Problem to work on: Could you copy every one of the records below word for word, line by line?

⟨

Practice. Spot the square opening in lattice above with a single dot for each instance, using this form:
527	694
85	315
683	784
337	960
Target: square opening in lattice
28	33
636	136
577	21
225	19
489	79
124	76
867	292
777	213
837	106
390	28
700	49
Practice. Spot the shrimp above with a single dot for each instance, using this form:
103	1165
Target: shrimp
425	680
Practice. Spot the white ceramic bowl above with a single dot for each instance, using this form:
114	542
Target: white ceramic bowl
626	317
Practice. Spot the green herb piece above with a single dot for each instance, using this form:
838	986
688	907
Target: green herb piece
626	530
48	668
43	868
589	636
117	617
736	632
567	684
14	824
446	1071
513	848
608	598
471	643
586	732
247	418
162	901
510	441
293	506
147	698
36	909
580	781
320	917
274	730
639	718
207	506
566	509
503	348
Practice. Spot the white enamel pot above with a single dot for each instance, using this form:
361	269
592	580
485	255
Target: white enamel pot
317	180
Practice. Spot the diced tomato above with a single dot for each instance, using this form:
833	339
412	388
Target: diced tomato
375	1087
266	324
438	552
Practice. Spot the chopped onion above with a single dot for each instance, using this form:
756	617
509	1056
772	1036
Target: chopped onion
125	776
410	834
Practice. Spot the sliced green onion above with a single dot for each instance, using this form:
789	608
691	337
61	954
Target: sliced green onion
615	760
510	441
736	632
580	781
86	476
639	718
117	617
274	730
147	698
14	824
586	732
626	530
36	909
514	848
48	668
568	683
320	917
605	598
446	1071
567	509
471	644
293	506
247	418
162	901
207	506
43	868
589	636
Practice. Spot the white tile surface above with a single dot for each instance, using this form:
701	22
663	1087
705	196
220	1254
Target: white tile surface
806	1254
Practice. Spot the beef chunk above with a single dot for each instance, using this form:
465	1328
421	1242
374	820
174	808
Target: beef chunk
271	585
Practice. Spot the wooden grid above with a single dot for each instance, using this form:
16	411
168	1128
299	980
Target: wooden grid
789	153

⟩

Correct answer:
Practice. Spot the square opening in lattice above with a single dot for each instance, using this form:
527	694
85	315
683	784
337	960
Target: square opening in lattice
28	33
636	136
577	21
225	19
489	79
124	76
867	292
777	213
837	106
390	28
700	49
Practice. Spot the shrimp above with a single dot for each instance, using this form:
103	1165
Target: shrimp
425	680
Practice. Spot the white ceramic bowl above with a single dot for each instance, using this form:
114	542
Target: white ceramic bowl
626	317
Practice. Spot the green herb piece above with a single dot for each instance, using this form:
838	986
688	907
Target: green herb piece
626	530
48	668
43	868
589	636
117	617
736	632
567	684
14	824
446	1071
513	848
608	598
471	643
586	732
247	418
162	901
510	441
293	506
147	698
36	909
580	781
320	917
274	730
639	718
207	506
566	509
503	348
Practice. Spot the white enamel pot above with a single dot for each instance, using this form:
361	269
592	580
485	255
Target: white enamel pot
317	180
Practice. Spot the diced tomato above with a single dot for each instance, using this form:
833	339
412	388
Target: diced tomato
375	1087
266	324
438	552
Practice. Spot the chopped onion above with a single dot for each instance, using this form:
756	617
509	1056
772	1036
Target: chopped onion
125	776
410	834
Practice. Spot the sliced green onion above with a single dot for each instance, using this form:
789	608
691	337
61	954
Target: sliced green onion
615	760
510	441
736	632
580	781
86	476
639	718
117	617
274	730
147	698
14	824
586	732
626	530
36	909
514	848
48	668
568	683
320	917
605	598
446	1071
567	509
471	644
293	506
247	418
162	901
207	506
43	868
589	636
Practice. Spot the white tile surface above with a single dot for each instance, using this form:
701	22
663	1087
705	196
220	1254
Target: white tile surface
806	1254
Practice. Spot the beef chunk above with a single dot for each instance, using this form:
465	1328
421	1242
374	820
174	808
Target: beef chunk
271	585
Practice. Spot the wooden grid above with a single dot for each instance, using this form:
16	411
168	1128
299	980
Target: wooden grid
789	153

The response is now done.